Single by Crystal Shawanda

from the album Dawn of a New Day
- Released: January 7, 2008 (CAN) February 25, 2008 (US)
- Genre: Country
- Length: 3:34
- Label: RCA Nashville
- Songwriters: Cory Batten Kent Blazy Rory Feek
- Producer: Scott Hendricks

Crystal Shawanda singles chronology
|  | "You Can Let Go" (2008) | "What Do I Have to Do" (2008) |

Crystal Shawanda American singles chronology
|  | "You Can Let Go" (2008) | "My Roots Are Showing" (2008) |

= You Can Let Go =

"You Can Let Go" is a song written by Rory Feek, Kent Blazy and Cory Batten, and recorded by Canadian country music artist Crystal Shawanda. It was released in Canada in January 2008 and the U.S. in February 2008 as the first single from the album Dawn of a New Day. The song became the fastest rising debut Canadian country single ever. "You Can Let Go" was nominated for Single of the Year at the 2008 Canadian Country Music Association Awards.

In the United States, "You Can Let Go" peaked at number 21 on the Hot Country Songs charts.

==Content==
The song features three scenarios where the female narrator asks her father to "let go" of her, the first being when she is riding a bicycle as a child.

→ **PROVIDED MATERIAL**:
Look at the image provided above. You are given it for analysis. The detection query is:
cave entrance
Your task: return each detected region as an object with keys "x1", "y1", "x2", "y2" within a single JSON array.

→ **WHAT IS ASKED**:
**a.** Do these statements agree with the text about "You Can Let Go"? For each, answer yes or no and quote the deciding words of the text. (i) The song was released in the U.S. in January 2008. (ii) In the United States, the song peaked at number 21 on the Hot Country Songs charts. (iii) The song won Single of the Year at the 2008 Canadian Country Music Association Awards.
**b.** Transcribe everything in the text about "You Can Let Go" from "Crystal Shawanda singles" down to "Country Songs charts.".
The data is separate material, unrelated to the text about "You Can Let Go."

→ **THE RESULTS**:
**a.**
(i) No: "the U.S. in February 2008"
(ii) Yes: "In the United States, "You Can Let Go" peaked at number 21 on the Hot Country Songs charts."
(iii) No: "was nominated for Single of the Year at the 2008 Canadian Country Music Association Awards"

**b.**
Crystal Shawanda singles chronology
|  | "You Can Let Go" (2008) | "What Do I Have to Do" (2008) |

Crystal Shawanda American singles chronology
|  | "You Can Let Go" (2008) | "My Roots Are Showing" (2008) |

= You Can Let Go =

"You Can Let Go" is a song written by Rory Feek, Kent Blazy and Cory Batten, and recorded by Canadian country music artist Crystal Shawanda. It was released in Canada in January 2008 and the U.S. in February 2008 as the first single from the album Dawn of a New Day. The song became the fastest rising debut Canadian country single ever. "You Can Let Go" was nominated for Single of the Year at the 2008 Canadian Country Music Association Awards.

In the United States, "You Can Let Go" peaked at number 21 on the Hot Country Songs charts.